• Text segment

- Born: Anna Louise Burgstede September 18, 1983 (age 42) Waupaca, Wisconsin
- Occupations: Film, television actress film and television writer

= Annie Burgstede =

American actress

Annie Burgstede (born Anna Louise Burgstede on September 18, 1983, in Waupaca, Wisconsin) is an American actress.

Annie initially began her run on Days of Our Lives in October 2006 in a recurring capacity, but after only a few episodes was upgraded to contract status. Initially known only as Willow, the character's last name was revealed to be Stark in January 2007. Burgstede left Days of Our Lives on June 5, 2007.

• Prompt A
Answer these questions from the Annie Burgstede profile:
(i) In what town and state was she born?
(ii) In what month and year did she begin appearing on Days of Our Lives?
(iii) What last name was revealed for the character Willow?
• Prompt B
Reproduce word for word the part of the Annie Burgstede profile starting with "- Born: Anna" and going on through "June 5, 2007.".
The lines that come next are separate material, unconnected to the Annie Burgstede profile.

• Provided data
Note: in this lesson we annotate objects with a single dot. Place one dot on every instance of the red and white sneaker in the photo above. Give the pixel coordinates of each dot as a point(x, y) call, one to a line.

• Final result A
(i) Waupaca, Wisconsin
(ii) October 2006
(iii) Stark

• Final result B
- Born: Anna Louise Burgstede September 18, 1983 (age 42) Waupaca, Wisconsin
- Occupations: Film, television actress film and television writer

= Annie Burgstede =

American actress

Annie Burgstede (born Anna Louise Burgstede on September 18, 1983, in Waupaca, Wisconsin) is an American actress.

Annie initially began her run on Days of Our Lives in October 2006 in a recurring capacity, but after only a few episodes was upgraded to contract status. Initially known only as Willow, the character's last name was revealed to be Stark in January 2007. Burgstede left Days of Our Lives on June 5, 2007.